DOCUMENT SEGMENT -
# Mead Brothers T-Jet F/E Dragster



## Marty (Oct 20, 1999)

*Mead Brothers T-Jet R/E Dragster*

Has anyone here built one? I have an unbuilt kit and I think I have it figured out how it is supposed to go together. My only real question is how are the metal wing struts attached to the wing?

Thanks,
Marty
Marysville, OH


----------



## Joe65SkylarkGS (Feb 15, 2010)

Marty said:


> Has anyone here built one? I have an unbuilt kit and I think I have it figured out how it is supposed to go together. My only real question is how are the metal wing struts attached to the wing?
> 
> Thanks,
> Marty
> Marysville, OH


Can you post some pictures before you assemble it please?

Any way I can talk you into maybe letting someone cast it for copies???


----------



## TBI (Apr 25, 2011)

Joe65SkylarkGS said:


> Can you post some pictures before you assemble it please?
> 
> *Any way I can talk you into maybe letting someone cast it for copies???*


I'd love to have one or two! :thumbsup:


----------



## Marty (Oct 20, 1999)

I'll get pics up soon.

I understand how you guys feel, I thought about it myself. What is stopping me is I have friends that are resin casters and I have had conversations with them about this. They don't like being accused of copying someone else's work and they don't like it when they believe someone has copied their work.

If the Mead brother that made this gave his permission, I would do it.

Sorry,
Marty
Marysville, OH


----------



## Marty (Oct 20, 1999)

here is what I have:










here is the bottom of the wing










I am assuming the parachute pack has to be drilled to accept the steel rods. I am guessing the wing is just glued to the tops of the steel rods.

I have been experimenting with different rear wheels/tires. The one pictured are NOS AJ's Indy Radicals. I have a few fronts I want to try.

Marty


----------



## fordcowboy (Dec 27, 1999)

Here's my dragsters from the Mead Bros. They used JL die cast to use a mold. Sometimes you can catch one of them on the board. So you might ask or send them an email about using their idea.
--FCB


----------



## Joe65SkylarkGS (Feb 15, 2010)

fordcowboy said:


> Here's my dragsters from the Mead Bros. They used JL die cast to use a mold. Sometimes you can catch one of them on the board. So you might ask or send them an email about using their idea.
> --FCB



fcb you said it all right there. Since they did most of their stuff from JL and HW's cars, they surely can't see any issue using the molds that weren't their own to begin with in the first place.

Now that the JL dragsters came up, I recall that I have the entire series from the 90's in storage and they are around and available so no big deal here. Any one of the casters here can get a JL dragster and have at it.

And if anyoone does, please don't forget me as I would like to get a few in my own collection.


----------



## Reaper (Jan 17, 2005)

Here are the ones that I built then made a video of them.


----------



## Marty (Oct 20, 1999)

So back to my original question. How is the rear wing attached to the metal struts?

Thanks,
Marty
Marysville, OH


----------



## Joe65SkylarkGS (Feb 15, 2010)

Reaper said:


> Here are the ones that I built then made a video of them.
> 
> YouTube - ‪Top Fuel HO Slot Car Drag Race, Big Daddy vs Bounty Hunter‬‏



Dude, that may be the best HO video I seen. Great stuff bud. :thumbsup:


----------



## Dyno Dom (May 26, 2007)

Nice pics & great video! :thumbsup:
Marty, your 2nd pic showing the wing w/2 small ribs is labeled to be the bottom. The pic from FCB shows the ribs to be the top and the tubing is fastened to the underside. Possibly the chassis can be drilled for the 4 mounting points of the tubing & fastened w/adhesive.


----------



## fordcowboy (Dec 27, 1999)

Do i have my wings upside down?


----------



## Marty (Oct 20, 1999)

fordcowboy said:


> Do i have my wings upside down?


I'm pretty sure yours are correct. How did you attach them?

Marty
Marysville, OH


----------



## fordcowboy (Dec 27, 1999)

super glue lendell


----------

DATASET EXCERPTS -
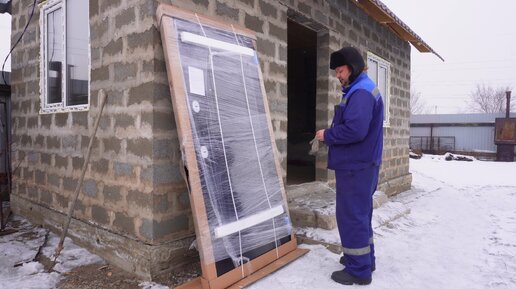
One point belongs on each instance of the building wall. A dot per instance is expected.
(134, 199)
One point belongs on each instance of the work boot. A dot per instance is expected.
(345, 278)
(343, 262)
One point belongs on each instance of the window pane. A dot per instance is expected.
(54, 55)
(77, 52)
(372, 70)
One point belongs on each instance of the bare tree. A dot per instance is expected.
(488, 99)
(417, 103)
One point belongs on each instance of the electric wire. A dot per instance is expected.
(18, 41)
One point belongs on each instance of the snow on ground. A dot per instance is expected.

GIVEN EXERCISE A -
Rewrite everything from "fcb you said" down to "have at it." in the Mead Brothers dragster thread, swapping "molds" for "dies".
GIVEN EXERCISE B -
In the Mead Brothers dragster thread, what rear wheels and tires does Marty say are pictured on his build?
The lines have nothing to do with the Mead Brothers dragster thread.

TASK SOLUTION A -
fcb you said it all right there. Since they did most of their stuff from JL and HW's cars, they surely can't see any issue using the dies that weren't their own to begin with in the first place.

Now that the JL dragsters came up, I recall that I have the entire series from the 90's in storage and they are around and available so no big deal here. Any one of the casters here can get a JL dragster and have at it.

TASK SOLUTION B -
NOS AJ's Indy Radicals